Dataset entries:
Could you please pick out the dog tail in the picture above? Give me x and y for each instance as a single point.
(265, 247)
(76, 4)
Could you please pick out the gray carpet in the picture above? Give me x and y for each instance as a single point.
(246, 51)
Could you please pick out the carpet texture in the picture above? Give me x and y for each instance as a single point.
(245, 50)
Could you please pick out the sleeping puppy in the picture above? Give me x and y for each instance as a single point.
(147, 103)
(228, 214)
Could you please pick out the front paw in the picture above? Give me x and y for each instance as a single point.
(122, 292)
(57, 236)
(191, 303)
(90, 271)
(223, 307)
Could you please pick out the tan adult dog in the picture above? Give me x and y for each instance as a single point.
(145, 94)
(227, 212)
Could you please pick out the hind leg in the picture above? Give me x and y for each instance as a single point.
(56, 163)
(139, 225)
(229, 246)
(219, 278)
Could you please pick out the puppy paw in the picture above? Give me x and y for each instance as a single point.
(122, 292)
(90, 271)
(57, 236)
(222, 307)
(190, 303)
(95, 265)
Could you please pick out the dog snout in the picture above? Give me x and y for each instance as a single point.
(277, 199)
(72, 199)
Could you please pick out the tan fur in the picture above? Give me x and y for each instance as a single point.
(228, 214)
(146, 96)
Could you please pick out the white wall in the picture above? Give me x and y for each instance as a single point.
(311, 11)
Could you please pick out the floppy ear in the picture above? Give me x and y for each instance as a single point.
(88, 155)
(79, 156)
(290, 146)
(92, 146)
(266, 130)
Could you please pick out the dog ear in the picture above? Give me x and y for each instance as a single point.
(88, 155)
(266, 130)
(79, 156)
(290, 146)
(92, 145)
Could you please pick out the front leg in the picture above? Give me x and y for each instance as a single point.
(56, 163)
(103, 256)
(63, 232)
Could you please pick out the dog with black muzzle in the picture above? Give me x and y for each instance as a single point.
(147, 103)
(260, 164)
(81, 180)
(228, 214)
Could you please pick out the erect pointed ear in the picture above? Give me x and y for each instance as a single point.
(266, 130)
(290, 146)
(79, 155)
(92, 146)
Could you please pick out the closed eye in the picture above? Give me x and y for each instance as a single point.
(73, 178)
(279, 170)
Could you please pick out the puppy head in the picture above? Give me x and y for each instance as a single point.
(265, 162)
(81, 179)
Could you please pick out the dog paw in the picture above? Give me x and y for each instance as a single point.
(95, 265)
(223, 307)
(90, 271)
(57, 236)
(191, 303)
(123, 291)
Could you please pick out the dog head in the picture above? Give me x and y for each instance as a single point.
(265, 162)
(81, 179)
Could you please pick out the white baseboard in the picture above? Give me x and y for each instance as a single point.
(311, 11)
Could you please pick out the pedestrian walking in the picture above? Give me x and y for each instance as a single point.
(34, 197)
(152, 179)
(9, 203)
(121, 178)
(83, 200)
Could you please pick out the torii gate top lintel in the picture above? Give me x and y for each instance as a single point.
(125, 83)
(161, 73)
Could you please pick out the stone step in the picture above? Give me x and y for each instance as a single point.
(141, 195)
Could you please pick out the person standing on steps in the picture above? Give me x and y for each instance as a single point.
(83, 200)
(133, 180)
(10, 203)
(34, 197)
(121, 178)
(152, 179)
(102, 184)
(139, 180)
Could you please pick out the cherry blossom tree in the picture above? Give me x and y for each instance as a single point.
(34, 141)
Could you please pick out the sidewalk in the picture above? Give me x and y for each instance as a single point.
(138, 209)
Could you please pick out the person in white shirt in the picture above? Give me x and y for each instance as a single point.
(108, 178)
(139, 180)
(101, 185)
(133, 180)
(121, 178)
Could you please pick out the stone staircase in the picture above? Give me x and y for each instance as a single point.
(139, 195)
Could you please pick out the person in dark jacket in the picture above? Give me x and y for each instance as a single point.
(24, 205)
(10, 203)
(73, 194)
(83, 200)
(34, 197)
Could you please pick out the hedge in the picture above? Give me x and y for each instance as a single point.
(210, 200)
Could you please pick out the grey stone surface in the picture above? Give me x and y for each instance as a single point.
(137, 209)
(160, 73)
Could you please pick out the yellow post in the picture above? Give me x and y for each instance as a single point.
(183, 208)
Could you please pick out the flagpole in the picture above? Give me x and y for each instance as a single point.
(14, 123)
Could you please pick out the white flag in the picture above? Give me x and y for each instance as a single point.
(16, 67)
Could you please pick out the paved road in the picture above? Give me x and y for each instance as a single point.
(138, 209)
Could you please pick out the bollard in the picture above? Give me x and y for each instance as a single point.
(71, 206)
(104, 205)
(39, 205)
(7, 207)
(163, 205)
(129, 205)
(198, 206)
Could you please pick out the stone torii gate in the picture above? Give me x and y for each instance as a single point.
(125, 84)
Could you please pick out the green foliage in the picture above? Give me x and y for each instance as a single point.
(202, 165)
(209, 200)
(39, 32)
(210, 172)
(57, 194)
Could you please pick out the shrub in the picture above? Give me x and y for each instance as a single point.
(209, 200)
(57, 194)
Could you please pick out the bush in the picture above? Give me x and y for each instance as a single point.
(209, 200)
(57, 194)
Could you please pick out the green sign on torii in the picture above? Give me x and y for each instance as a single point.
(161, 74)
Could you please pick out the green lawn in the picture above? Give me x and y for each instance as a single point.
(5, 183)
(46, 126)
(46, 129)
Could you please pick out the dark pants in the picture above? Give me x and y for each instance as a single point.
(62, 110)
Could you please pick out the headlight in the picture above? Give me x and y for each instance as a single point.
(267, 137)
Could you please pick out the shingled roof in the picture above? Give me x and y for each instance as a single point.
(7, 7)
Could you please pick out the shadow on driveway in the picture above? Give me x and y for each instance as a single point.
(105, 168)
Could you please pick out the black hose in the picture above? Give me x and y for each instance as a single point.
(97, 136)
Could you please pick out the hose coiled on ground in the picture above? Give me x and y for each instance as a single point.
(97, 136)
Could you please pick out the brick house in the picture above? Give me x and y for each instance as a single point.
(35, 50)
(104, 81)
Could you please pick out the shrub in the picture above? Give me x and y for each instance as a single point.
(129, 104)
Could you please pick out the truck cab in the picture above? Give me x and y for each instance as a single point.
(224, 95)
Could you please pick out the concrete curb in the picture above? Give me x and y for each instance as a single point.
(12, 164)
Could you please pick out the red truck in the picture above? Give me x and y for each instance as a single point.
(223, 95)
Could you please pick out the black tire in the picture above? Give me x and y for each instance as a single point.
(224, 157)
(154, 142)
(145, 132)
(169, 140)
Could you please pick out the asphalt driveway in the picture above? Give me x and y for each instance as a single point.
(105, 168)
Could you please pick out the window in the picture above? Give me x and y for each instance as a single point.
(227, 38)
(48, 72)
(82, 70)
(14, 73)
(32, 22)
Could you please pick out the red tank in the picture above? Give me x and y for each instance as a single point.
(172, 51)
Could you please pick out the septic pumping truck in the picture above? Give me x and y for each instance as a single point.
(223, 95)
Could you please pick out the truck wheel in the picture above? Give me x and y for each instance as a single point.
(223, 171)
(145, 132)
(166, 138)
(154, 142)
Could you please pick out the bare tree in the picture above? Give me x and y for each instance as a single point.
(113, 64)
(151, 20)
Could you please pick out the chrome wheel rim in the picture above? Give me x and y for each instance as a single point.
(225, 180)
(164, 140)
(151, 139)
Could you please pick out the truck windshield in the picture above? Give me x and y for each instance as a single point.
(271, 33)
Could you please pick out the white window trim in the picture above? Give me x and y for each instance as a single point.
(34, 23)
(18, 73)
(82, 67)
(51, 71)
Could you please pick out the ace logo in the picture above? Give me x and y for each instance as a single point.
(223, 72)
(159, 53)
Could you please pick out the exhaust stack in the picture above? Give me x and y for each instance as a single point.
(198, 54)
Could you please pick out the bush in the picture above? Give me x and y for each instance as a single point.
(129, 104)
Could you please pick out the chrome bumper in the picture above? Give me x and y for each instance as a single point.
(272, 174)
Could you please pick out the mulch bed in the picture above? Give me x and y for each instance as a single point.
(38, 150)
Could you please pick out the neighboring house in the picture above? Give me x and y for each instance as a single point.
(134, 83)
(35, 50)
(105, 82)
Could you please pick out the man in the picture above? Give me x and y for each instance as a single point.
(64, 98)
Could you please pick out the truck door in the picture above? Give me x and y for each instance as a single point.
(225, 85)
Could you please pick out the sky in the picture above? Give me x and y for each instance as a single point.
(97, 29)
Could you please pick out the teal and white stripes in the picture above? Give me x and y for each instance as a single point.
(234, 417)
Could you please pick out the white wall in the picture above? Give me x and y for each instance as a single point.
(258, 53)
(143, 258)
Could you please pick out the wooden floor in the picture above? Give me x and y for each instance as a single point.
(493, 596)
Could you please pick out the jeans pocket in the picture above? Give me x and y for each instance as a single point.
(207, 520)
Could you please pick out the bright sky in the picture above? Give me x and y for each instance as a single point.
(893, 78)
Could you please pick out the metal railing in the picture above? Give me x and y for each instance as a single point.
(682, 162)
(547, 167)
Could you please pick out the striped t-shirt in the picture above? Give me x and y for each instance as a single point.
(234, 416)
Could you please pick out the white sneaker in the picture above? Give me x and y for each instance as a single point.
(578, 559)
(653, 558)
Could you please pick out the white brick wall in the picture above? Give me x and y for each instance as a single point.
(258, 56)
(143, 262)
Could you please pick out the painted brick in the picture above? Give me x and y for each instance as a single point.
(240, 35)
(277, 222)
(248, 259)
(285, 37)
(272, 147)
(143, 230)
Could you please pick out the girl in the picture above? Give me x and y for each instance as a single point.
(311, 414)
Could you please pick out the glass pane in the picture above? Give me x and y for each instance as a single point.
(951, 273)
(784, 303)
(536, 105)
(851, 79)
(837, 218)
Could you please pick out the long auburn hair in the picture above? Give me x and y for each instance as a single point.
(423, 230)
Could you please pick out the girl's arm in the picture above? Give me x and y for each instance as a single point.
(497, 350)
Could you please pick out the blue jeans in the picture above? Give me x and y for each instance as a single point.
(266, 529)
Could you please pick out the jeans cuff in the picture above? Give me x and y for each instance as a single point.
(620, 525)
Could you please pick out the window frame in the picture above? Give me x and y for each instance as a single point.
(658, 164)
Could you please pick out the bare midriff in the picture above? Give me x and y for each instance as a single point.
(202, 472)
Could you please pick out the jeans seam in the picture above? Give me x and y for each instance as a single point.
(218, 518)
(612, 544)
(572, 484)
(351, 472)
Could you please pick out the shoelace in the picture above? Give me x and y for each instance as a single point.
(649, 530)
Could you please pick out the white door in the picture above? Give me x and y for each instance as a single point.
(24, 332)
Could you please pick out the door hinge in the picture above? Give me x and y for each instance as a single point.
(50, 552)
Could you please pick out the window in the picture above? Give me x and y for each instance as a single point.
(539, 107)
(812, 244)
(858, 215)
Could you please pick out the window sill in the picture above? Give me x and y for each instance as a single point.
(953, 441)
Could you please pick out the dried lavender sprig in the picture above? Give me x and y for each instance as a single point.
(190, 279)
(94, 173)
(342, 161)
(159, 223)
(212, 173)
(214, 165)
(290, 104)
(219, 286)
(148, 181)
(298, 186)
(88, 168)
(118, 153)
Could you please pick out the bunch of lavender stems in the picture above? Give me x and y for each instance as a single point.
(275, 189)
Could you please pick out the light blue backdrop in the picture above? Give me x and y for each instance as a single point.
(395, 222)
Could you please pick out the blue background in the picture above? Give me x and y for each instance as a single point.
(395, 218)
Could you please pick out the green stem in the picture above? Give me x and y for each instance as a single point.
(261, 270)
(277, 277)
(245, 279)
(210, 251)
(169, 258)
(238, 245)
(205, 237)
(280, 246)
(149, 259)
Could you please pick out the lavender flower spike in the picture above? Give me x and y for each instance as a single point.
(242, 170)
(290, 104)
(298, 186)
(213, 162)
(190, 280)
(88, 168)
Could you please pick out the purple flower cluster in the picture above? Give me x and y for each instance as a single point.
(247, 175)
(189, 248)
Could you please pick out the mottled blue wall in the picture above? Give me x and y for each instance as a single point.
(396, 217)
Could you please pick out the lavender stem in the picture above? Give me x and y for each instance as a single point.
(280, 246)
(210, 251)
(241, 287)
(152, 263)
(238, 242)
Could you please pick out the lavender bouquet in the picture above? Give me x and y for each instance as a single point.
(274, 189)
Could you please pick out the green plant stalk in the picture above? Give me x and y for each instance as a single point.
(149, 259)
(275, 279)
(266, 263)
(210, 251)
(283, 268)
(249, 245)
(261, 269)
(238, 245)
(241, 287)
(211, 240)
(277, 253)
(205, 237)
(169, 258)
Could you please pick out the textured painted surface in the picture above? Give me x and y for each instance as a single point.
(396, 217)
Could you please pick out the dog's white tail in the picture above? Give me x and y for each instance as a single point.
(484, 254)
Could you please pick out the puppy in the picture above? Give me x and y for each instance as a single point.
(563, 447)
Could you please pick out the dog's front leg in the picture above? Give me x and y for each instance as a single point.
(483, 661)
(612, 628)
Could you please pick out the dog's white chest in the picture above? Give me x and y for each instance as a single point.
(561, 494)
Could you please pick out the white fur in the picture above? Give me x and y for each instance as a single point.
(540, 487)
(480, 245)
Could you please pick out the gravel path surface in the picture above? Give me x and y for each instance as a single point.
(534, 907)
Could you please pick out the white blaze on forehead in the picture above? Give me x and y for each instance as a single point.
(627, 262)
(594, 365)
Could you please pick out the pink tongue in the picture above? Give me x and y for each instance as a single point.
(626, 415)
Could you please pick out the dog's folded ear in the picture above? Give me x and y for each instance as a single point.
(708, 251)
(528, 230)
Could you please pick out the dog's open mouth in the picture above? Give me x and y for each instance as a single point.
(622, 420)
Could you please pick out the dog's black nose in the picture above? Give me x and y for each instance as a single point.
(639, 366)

• **Set task**
Return exactly the lines from the line bearing "Could you please pick out the dog's front" to the end of the records, inclusive of both; include no other lines.

• **Reply**
Could you please pick out the dog's front leg in the picture above? Give me x and y for each instance as a single point.
(483, 661)
(612, 628)
Could you please pick out the dog's white chest in the picture above? Give me x and y for each instance as a single point.
(561, 494)
Could you please pick out the white fur in the picture above? Give me x and y for each instance as a single point.
(540, 487)
(480, 245)
Could you please pick out the gravel path surface in the picture above? Give me x and y for each instance as a single point.
(534, 907)
Could you please pick out the white blaze on forehead in the picture above? Give me x and y for each instance as a single point.
(627, 262)
(594, 365)
Could you please pick out the pink tongue in the picture above? Give me x and y for each instance as a single point.
(626, 415)
Could you please pick out the dog's folded ear in the picture above? Give me x and y for each instance as a single point.
(708, 251)
(528, 230)
Could you please pick out the dog's open mouth in the picture above? Give me x and y for each instance as a single point.
(622, 420)
Could you please pick out the dog's black nose in the picture above? Give me x and y for each instance as a single point.
(639, 366)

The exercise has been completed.